* Data shown
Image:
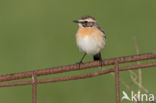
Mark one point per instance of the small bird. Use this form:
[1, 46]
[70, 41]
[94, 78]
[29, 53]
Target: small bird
[90, 38]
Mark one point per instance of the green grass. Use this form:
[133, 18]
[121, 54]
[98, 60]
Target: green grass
[40, 34]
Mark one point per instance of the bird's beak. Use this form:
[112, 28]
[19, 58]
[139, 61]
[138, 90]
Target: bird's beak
[75, 21]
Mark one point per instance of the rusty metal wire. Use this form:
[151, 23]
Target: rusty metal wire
[117, 84]
[60, 69]
[73, 67]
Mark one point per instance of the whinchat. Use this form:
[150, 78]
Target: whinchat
[90, 38]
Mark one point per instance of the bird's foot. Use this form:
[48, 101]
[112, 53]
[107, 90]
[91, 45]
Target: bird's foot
[79, 63]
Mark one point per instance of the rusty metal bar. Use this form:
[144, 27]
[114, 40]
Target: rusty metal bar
[117, 84]
[82, 76]
[34, 88]
[73, 67]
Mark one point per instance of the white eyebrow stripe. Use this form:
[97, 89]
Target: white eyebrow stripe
[89, 20]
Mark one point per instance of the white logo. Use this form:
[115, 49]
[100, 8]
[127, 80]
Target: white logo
[138, 97]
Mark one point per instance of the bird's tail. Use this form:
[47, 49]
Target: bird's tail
[97, 57]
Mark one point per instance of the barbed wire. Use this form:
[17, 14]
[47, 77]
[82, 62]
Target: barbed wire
[67, 68]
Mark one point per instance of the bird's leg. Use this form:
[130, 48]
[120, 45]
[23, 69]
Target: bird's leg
[81, 61]
[98, 57]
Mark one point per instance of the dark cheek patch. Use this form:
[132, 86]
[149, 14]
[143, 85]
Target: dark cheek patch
[89, 24]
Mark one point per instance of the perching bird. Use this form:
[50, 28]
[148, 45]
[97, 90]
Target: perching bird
[90, 38]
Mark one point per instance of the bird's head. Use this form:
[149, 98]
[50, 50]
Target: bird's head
[86, 21]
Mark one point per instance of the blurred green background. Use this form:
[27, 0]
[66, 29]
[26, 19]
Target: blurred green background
[37, 34]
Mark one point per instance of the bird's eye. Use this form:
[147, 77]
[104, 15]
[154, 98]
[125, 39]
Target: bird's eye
[85, 22]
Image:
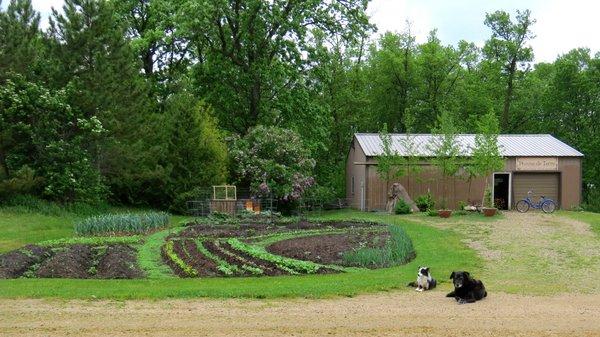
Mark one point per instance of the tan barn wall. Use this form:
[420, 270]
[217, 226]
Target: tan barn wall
[355, 168]
[569, 169]
[459, 189]
[570, 182]
[429, 180]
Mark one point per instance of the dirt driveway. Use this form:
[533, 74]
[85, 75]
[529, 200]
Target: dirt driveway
[388, 314]
[523, 253]
[533, 253]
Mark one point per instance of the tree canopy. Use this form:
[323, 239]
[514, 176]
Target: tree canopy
[168, 83]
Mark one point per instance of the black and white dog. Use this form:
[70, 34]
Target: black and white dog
[424, 280]
[466, 288]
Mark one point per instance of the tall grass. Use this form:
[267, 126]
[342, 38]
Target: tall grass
[122, 223]
[398, 250]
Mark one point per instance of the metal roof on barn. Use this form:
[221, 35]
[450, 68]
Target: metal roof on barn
[542, 145]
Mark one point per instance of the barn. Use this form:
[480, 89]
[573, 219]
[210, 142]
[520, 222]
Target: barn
[539, 163]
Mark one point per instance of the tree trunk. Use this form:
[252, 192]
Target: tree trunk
[254, 102]
[508, 96]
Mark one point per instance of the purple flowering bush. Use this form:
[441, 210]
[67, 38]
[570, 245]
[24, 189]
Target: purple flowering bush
[273, 161]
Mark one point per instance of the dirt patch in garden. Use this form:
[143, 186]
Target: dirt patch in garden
[256, 229]
[269, 268]
[72, 262]
[119, 262]
[405, 313]
[13, 264]
[327, 249]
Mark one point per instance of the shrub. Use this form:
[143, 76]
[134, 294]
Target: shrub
[402, 207]
[122, 223]
[425, 202]
[398, 250]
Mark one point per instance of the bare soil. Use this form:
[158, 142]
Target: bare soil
[388, 314]
[327, 249]
[72, 262]
[532, 253]
[13, 264]
[119, 262]
[255, 229]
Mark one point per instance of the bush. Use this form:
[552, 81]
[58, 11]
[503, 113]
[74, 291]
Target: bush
[122, 223]
[398, 250]
[402, 207]
[425, 202]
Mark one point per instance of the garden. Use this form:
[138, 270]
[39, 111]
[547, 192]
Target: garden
[125, 246]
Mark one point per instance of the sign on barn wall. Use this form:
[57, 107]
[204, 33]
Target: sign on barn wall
[537, 164]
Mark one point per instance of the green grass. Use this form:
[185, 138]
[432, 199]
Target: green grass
[591, 218]
[440, 249]
[18, 229]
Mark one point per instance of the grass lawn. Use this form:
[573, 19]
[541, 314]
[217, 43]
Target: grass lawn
[591, 218]
[441, 249]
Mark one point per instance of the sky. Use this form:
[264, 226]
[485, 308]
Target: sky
[561, 24]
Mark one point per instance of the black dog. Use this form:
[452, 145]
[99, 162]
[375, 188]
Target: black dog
[466, 288]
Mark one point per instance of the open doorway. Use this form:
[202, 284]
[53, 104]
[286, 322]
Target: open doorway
[502, 190]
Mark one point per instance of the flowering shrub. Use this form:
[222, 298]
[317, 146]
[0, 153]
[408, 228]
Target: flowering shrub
[273, 161]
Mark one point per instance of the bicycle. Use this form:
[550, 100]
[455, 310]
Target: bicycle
[545, 204]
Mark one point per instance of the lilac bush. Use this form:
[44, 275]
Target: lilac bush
[273, 161]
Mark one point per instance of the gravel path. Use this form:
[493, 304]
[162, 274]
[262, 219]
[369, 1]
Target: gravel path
[406, 313]
[533, 253]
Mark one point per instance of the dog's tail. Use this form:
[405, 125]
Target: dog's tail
[432, 284]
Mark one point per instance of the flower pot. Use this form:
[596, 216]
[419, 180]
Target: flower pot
[488, 211]
[444, 213]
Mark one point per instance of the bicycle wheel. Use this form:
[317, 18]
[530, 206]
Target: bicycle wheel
[522, 206]
[548, 206]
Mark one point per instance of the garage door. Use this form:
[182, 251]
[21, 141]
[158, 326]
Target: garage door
[546, 184]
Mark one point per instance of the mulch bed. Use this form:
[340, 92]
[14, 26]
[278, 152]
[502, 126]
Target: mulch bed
[72, 262]
[327, 249]
[119, 262]
[256, 229]
[269, 268]
[13, 264]
[203, 265]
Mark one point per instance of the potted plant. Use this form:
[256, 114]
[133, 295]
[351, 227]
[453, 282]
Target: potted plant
[446, 150]
[486, 157]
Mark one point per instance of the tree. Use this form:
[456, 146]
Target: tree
[196, 150]
[390, 164]
[39, 129]
[445, 150]
[273, 162]
[508, 48]
[21, 47]
[250, 53]
[485, 155]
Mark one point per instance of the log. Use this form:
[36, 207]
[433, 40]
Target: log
[397, 191]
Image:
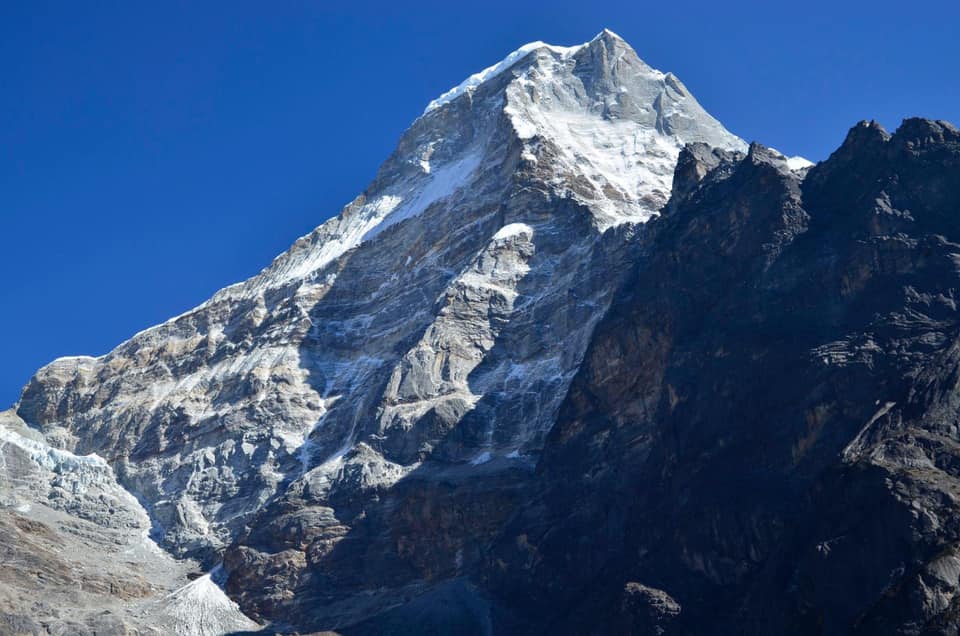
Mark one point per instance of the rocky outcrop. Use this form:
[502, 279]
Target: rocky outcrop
[517, 386]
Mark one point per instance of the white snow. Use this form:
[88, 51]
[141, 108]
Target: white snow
[490, 72]
[795, 162]
[798, 163]
[513, 229]
[482, 458]
[443, 181]
[201, 608]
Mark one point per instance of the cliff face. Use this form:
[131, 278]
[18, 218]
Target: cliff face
[577, 361]
[346, 430]
[763, 435]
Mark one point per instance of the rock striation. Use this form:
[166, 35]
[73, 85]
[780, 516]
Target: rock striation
[578, 360]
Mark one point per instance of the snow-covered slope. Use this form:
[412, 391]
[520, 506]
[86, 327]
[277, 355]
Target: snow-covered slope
[436, 321]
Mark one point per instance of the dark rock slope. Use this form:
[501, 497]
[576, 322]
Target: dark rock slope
[763, 437]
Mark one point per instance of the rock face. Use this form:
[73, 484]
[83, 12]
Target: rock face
[518, 387]
[764, 429]
[420, 342]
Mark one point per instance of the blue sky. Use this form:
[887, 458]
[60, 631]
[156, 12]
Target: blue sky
[151, 153]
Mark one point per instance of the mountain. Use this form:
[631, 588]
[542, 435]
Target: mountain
[578, 360]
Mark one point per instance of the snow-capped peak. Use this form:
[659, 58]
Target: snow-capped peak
[492, 71]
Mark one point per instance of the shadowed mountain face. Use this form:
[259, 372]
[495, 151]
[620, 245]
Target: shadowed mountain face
[763, 436]
[518, 387]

* Instruction
Change "shadowed mountain face" to "dark mountain face" in the records, starting at the line containing "Mark one point per instance of the snow-capped" and ending at the end of the records. Give those lines with nothing else altered.

* Response to the task
Mark one point per instance of the snow-capped peak. Use this form:
[659, 58]
Target: snow-capped peak
[492, 71]
Mark one point per instance of the dark mountain face. Use this form:
[259, 372]
[495, 151]
[620, 245]
Target: dark mountain face
[763, 436]
[518, 387]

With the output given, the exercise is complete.